**問題 1**
ムンク展の記事によると、「叫び」の連作のうち今回出展されていた作品はどれか。
**問題 2**
ムンク展についてのブログ記事の続きを、最後の文の後から書いてください。

**分析対象テキスト**
......

ムンク展 | 梨さんのブログ

ムンク展

12/11 国立西洋美術館にて開催中

「ムンク展」

に行ってきました。


平日ということで、参観者も少なく落ち着いて鑑賞することができた。


エドヴァルト・ムンク(1863~1944)

軍医の父の元誕生。

8歳の時には母を、継いで姉が病死。

妹は幼い頃から重い鬱病に悩まされ

今回の展示作品「メランコリー、ラウラ」にその姿が描かれている。


ムンクといえば「叫び」が、様々なモチーフとされ

身近で広く親しまれている作品かと思われます。

私自身その程度の認識しか持ち合わせていません。

兄筋情報によると、数年前に盗難騒動があったらしい。


その「叫び」は連作になっており

「不安」「絶望」が今回出展されていました。

いづれも「叫び」同様渦巻く空とフィヨルドを背景に、

人物が欄干で正面に体を据えた構図。


ムンクは、幼少時から精神的に弱いところがあり

その療法として絵を描いていたとのこと。


ムンクは自身の作品をその一点で捉えるのではなく

いくつかの連作を全体とすることを望んでいた。

......

**記録データ**
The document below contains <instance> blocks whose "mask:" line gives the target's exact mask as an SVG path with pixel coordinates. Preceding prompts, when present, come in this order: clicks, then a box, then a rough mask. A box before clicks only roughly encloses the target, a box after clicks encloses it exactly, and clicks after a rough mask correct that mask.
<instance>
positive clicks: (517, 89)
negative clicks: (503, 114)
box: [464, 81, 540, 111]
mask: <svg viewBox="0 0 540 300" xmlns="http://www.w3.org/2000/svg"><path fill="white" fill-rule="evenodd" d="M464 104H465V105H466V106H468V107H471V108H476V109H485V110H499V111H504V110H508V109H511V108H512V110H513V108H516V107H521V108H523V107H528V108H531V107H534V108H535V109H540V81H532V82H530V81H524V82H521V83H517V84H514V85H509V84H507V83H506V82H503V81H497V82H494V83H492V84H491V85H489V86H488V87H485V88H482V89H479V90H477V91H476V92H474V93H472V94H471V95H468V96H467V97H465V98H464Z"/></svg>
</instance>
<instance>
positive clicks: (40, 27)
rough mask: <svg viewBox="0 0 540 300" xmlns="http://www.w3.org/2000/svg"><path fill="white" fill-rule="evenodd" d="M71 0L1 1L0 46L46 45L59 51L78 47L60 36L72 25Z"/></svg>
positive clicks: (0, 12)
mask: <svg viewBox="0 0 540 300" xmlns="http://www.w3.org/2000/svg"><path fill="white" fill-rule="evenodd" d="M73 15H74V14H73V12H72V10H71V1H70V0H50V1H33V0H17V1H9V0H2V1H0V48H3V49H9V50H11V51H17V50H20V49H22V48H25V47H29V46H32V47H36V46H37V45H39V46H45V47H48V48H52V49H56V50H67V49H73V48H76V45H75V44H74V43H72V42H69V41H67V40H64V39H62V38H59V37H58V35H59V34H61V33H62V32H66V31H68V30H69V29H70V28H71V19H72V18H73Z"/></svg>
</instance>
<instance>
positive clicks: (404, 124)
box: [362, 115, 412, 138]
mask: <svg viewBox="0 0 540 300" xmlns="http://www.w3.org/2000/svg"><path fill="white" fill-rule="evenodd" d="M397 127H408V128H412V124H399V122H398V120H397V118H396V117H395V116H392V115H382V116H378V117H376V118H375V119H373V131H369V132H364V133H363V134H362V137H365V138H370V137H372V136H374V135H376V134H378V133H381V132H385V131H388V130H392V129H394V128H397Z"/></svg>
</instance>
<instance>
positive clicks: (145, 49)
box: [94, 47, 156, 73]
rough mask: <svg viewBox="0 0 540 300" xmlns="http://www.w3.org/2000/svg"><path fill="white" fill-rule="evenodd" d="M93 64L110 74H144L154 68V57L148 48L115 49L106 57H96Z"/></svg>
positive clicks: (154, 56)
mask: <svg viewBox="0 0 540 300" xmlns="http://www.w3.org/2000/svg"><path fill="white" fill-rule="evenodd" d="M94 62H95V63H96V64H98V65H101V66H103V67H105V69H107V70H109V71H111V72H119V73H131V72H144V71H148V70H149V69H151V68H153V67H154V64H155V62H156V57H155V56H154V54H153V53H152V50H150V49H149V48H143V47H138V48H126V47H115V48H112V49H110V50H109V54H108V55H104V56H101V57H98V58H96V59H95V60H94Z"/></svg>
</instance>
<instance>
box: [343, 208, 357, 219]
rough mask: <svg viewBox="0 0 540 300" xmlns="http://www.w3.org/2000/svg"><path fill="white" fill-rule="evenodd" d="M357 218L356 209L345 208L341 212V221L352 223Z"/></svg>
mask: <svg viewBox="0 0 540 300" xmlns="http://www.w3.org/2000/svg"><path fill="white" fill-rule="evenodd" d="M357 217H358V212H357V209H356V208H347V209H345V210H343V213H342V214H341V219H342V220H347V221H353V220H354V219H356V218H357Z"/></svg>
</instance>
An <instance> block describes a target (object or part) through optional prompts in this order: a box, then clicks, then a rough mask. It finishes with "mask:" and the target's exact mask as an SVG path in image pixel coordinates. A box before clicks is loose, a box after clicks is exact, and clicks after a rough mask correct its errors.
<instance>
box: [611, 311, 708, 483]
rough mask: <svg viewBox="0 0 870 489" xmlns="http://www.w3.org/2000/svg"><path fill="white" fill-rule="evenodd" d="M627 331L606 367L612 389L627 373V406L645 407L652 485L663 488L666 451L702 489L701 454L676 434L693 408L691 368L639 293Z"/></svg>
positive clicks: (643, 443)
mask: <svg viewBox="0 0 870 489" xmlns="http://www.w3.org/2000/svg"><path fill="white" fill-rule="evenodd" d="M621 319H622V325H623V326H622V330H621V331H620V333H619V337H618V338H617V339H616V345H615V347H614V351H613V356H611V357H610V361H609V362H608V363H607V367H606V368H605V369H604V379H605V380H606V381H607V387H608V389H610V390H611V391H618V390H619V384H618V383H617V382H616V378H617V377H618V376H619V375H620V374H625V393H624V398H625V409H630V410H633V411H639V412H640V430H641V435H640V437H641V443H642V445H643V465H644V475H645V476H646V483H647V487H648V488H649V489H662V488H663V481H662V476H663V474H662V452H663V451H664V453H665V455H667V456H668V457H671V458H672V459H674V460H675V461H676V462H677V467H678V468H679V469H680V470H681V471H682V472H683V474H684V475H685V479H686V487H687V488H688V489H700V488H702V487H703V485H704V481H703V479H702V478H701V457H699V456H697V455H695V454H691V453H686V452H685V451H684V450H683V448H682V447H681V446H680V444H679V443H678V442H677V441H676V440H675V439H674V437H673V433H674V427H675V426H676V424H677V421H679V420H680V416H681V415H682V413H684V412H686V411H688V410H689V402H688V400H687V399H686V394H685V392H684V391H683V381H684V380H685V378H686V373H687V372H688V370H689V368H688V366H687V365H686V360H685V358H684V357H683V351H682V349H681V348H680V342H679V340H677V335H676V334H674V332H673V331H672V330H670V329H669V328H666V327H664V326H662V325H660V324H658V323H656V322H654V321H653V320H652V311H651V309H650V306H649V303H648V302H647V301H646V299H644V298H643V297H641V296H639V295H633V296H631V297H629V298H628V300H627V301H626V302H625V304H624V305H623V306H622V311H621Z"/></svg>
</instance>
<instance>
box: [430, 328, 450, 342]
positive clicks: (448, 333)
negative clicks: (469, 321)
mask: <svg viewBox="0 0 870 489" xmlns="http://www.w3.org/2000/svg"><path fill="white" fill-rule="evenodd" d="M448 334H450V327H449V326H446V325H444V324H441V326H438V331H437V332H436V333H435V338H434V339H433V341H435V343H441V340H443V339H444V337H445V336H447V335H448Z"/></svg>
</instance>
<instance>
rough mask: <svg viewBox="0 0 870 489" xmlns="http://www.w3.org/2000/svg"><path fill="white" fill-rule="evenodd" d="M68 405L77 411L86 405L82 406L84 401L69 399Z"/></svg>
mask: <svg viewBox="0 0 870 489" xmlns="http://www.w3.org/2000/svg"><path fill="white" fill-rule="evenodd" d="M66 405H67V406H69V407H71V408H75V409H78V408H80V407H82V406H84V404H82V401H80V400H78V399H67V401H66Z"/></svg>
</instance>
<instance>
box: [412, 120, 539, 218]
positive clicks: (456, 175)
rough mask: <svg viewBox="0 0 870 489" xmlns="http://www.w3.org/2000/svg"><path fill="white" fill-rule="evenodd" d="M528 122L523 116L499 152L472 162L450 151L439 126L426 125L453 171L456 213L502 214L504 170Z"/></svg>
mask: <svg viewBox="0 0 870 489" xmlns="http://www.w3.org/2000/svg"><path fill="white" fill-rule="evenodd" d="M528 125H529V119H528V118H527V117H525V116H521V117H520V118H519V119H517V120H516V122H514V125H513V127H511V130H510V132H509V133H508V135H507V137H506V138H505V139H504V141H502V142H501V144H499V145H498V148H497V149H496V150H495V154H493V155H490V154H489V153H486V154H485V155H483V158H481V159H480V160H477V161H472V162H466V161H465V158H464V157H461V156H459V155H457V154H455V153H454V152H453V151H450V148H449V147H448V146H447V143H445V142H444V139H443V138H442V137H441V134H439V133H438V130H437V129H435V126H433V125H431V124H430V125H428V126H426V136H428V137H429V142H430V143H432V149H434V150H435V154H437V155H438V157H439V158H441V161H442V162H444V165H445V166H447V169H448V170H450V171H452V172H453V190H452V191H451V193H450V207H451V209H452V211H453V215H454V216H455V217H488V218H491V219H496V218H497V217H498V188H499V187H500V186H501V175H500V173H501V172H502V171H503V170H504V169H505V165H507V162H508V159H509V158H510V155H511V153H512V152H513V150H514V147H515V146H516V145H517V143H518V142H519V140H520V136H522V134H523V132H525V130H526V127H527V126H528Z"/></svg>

......

**記述解答 1**
「不安」と「絶望」です。

**記述解答 2**
一連の作品群を<…フリーズ>と称し

自身、アトリエでそのレイアウトに試行を重ねていた。


今回の展覧会ではムンクの代表的な作品

<生命のフリーズ>をはじめ

<リンデ・フリーズ>(<ラインハルト・フリーズ>のための習作)

<フレイア・フリーズ><労働者・フリーズ>

など、オスロ市立ムンク美術館などから108点を展観。


さらに、ムンクの装飾画家としての活動に注目した作品展示構成となっている。


私が一番心に響いた作品

「病める子供」

は、病床にふす我が子の手をとり、なすすべもなくうなだれる母子の図。

諦観した様子でうつろな視線が印象的な横顔の少女。


それを観て、うっかり目頭をあつくし、ひとりその場でとりつくろうのに難でした。


若くして亡くなった姉や、幼い頃から病に悩まされる妹の姿は

長くムンクの心に影をさし続けたのだと思われます。


一転し面白かったのは

眼科医リンデという、ムンクのパトロンの一人が依頼した

リンデ家の子供部屋に飾る為の絵についてのエピソードである。


出来上がったスケッチを見たリンデは

子供部屋に飾る絵としてふさわしいモチーフを取り扱うように注文をつけた。

男女がからむような絵は遠慮してくれ…というような内容である。


もともとムンクの絵は

「愛と死、喜びや絶望という『人間の魂の叫び』とも呼べるテーマを描いた作品」

が多く、その特徴が注目されている作家なはず…。


そのムンクさんに子供部屋にふさわしい絵を注文する

リンデさんもちょっと、その思惑が甘かったのではないかと。


結局、子供部屋の為に描いたその作品の多くはムンクの元に戻ったらしい。

その作品の一部

「公園で愛を交わす男女」(タイトルからこれだ)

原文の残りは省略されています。